ASSIGNMENT ▸ Copy out the entries that come next, exactly.

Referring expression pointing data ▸
·····

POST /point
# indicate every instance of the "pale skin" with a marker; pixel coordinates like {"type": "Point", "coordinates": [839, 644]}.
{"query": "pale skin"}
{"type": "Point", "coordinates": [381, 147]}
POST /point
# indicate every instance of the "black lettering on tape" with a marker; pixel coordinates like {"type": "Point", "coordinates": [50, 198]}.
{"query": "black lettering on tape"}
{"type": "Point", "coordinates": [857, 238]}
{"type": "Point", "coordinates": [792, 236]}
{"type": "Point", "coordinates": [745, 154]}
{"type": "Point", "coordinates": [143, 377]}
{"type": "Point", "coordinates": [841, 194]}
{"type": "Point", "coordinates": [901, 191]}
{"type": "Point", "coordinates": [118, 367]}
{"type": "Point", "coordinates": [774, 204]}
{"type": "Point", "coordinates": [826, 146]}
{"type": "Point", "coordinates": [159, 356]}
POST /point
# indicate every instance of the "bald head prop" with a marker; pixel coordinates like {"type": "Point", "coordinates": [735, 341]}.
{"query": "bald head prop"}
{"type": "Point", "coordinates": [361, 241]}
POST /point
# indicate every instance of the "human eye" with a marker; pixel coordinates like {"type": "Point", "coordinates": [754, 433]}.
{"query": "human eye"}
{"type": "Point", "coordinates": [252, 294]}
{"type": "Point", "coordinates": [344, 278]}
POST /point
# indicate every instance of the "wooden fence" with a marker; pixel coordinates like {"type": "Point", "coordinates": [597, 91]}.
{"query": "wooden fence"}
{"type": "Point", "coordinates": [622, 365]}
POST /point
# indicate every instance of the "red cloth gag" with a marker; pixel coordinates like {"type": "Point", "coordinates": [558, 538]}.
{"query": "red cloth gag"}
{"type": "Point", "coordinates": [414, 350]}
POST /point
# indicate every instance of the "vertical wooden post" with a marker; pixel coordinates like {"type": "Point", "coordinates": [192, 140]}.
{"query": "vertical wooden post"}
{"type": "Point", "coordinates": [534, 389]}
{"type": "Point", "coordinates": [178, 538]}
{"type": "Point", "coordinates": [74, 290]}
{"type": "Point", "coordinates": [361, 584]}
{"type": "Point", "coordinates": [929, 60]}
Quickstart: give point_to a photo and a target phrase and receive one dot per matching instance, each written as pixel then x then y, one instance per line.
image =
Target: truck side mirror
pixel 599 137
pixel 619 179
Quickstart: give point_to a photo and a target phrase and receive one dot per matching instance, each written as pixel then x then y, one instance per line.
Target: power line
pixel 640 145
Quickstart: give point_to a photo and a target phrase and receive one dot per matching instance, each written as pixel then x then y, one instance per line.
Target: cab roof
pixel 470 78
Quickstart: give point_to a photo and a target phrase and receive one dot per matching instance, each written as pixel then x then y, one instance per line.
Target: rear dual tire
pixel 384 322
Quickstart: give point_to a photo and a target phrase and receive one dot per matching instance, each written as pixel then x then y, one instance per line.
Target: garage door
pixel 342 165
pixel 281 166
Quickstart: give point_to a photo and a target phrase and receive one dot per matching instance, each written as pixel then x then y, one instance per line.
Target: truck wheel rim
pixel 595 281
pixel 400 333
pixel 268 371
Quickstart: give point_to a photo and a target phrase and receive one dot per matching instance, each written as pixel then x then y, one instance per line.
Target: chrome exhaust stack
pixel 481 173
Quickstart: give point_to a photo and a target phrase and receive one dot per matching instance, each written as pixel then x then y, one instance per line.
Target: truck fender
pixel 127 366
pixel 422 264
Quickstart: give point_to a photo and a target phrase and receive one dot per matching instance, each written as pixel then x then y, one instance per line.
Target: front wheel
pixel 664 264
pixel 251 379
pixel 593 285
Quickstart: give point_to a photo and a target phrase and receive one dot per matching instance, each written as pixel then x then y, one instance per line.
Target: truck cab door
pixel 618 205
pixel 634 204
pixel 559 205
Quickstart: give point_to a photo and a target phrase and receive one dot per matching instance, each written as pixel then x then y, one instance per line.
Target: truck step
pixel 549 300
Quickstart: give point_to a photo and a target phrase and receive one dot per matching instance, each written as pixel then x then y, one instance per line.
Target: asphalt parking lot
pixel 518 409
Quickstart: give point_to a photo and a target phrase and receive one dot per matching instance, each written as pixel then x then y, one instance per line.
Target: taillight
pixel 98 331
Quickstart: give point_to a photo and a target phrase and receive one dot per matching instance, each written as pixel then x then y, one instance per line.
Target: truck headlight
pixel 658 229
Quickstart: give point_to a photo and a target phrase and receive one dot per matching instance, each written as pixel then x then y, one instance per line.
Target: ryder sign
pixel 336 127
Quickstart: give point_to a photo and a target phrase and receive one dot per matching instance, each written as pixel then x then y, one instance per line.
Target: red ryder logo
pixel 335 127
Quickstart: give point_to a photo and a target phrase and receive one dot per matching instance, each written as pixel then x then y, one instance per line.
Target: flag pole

·····

SOLUTION FOR THIS PROBLEM ▸
POST /point
# indicate every instance of the "pale skin" with a marker; pixel coordinates like {"type": "Point", "coordinates": [839, 644]}.
{"query": "pale skin"}
{"type": "Point", "coordinates": [381, 147]}
POST /point
# indicate every instance of the "black lettering on tape" with a marker; pixel coordinates like {"type": "Point", "coordinates": [50, 198]}.
{"query": "black lettering on tape"}
{"type": "Point", "coordinates": [857, 238]}
{"type": "Point", "coordinates": [792, 236]}
{"type": "Point", "coordinates": [745, 154]}
{"type": "Point", "coordinates": [143, 377]}
{"type": "Point", "coordinates": [841, 194]}
{"type": "Point", "coordinates": [901, 191]}
{"type": "Point", "coordinates": [118, 367]}
{"type": "Point", "coordinates": [774, 204]}
{"type": "Point", "coordinates": [826, 146]}
{"type": "Point", "coordinates": [159, 356]}
POST /point
# indicate every instance of the "bald head prop" with a marker; pixel coordinates like {"type": "Point", "coordinates": [735, 341]}.
{"query": "bald head prop"}
{"type": "Point", "coordinates": [361, 241]}
POST /point
# indicate every instance of the "human eye" with a marker; pixel coordinates like {"type": "Point", "coordinates": [754, 433]}.
{"query": "human eye"}
{"type": "Point", "coordinates": [252, 294]}
{"type": "Point", "coordinates": [344, 278]}
POST /point
# indicate every instance of the "wooden fence" with a marker; pixel coordinates like {"type": "Point", "coordinates": [597, 91]}.
{"query": "wooden fence"}
{"type": "Point", "coordinates": [622, 365]}
POST /point
# indicate every instance of the "red cloth gag" with a marker; pixel coordinates like {"type": "Point", "coordinates": [558, 538]}.
{"query": "red cloth gag"}
{"type": "Point", "coordinates": [414, 350]}
POST /point
# indicate every instance of the "vertical wooden post" with a marker; pixel coordinates like {"type": "Point", "coordinates": [192, 140]}.
{"query": "vertical wooden post"}
{"type": "Point", "coordinates": [534, 389]}
{"type": "Point", "coordinates": [178, 538]}
{"type": "Point", "coordinates": [74, 290]}
{"type": "Point", "coordinates": [361, 584]}
{"type": "Point", "coordinates": [929, 60]}
Quickstart: give point_to a photo and a target phrase and receive one dot per matching instance, each written as pixel then x then y, one instance per line.
image =
Target: truck side mirror
pixel 599 137
pixel 619 179
Quickstart: give point_to a photo and a target phrase and receive one dot per matching instance, each written as pixel then x then y, one instance per line.
Target: power line
pixel 640 145
Quickstart: give point_to a photo and a target phrase and receive one dot per matching instance, each written as pixel then x then y, one instance per line.
Target: cab roof
pixel 470 78
Quickstart: give point_to a photo and a target phrase and receive one dot per matching instance, each written as pixel then x then y, one instance per line.
Target: rear dual tire
pixel 384 322
Quickstart: give point_to a photo and a target phrase and receive one dot per matching instance, each written as pixel then x then y, one instance per line.
Target: garage door
pixel 342 165
pixel 281 166
Quickstart: give point_to a photo and a target phrase and receive one dot per matching instance, each written as pixel then x then y, one instance per line.
Target: truck wheel rim
pixel 595 281
pixel 400 333
pixel 268 371
Quickstart: give point_to a photo and a target phrase and receive one dot per matching instance, each written as pixel then x then y, one instance per line.
Target: chrome exhaust stack
pixel 481 173
Quickstart: give point_to a photo and a target phrase and receive one dot per matching instance, each written as pixel then x then y, one instance per line.
Target: truck fender
pixel 127 366
pixel 422 264
Quickstart: give point_to a photo and a target phrase and receive one dot per matching instance, each written as pixel then x then y, one instance per line.
Target: front wheel
pixel 664 264
pixel 251 379
pixel 593 285
Quickstart: give point_to a photo and a target phrase and receive one dot per matching instance, each written as pixel then x then y, one instance per line.
Target: truck cab door
pixel 618 205
pixel 634 204
pixel 559 205
Quickstart: give point_to a photo and a target phrase and receive one dot per matching instance, each written as pixel then x then y, one instance per line.
Target: truck step
pixel 549 300
Quickstart: give point_to a photo and a target phrase and receive one dot per matching instance, each written as pixel then x then y, one instance per line.
Target: asphalt parking lot
pixel 518 409
Quickstart: give point_to a photo and a target phrase and receive one dot per matching instance, each written as pixel then x then y, one instance per line.
Target: taillight
pixel 98 331
Quickstart: give point_to a photo and a target phrase and receive one dot per matching instance, each written as pixel then x then y, one instance per line.
Target: truck headlight
pixel 658 229
Quickstart: give point_to a photo and a target phrase and receive one dot per matching instance, each written as pixel then x then y, one instance per line.
Target: ryder sign
pixel 336 127
Quickstart: give point_to a photo and a target phrase and receive one dot per matching instance, each written as pixel then x then y, one instance per line.
Target: red ryder logo
pixel 335 127
Quickstart: give point_to a photo and a target phrase and receive one dot per matching instance, each written as pixel then x then y, one instance per line.
Target: flag pole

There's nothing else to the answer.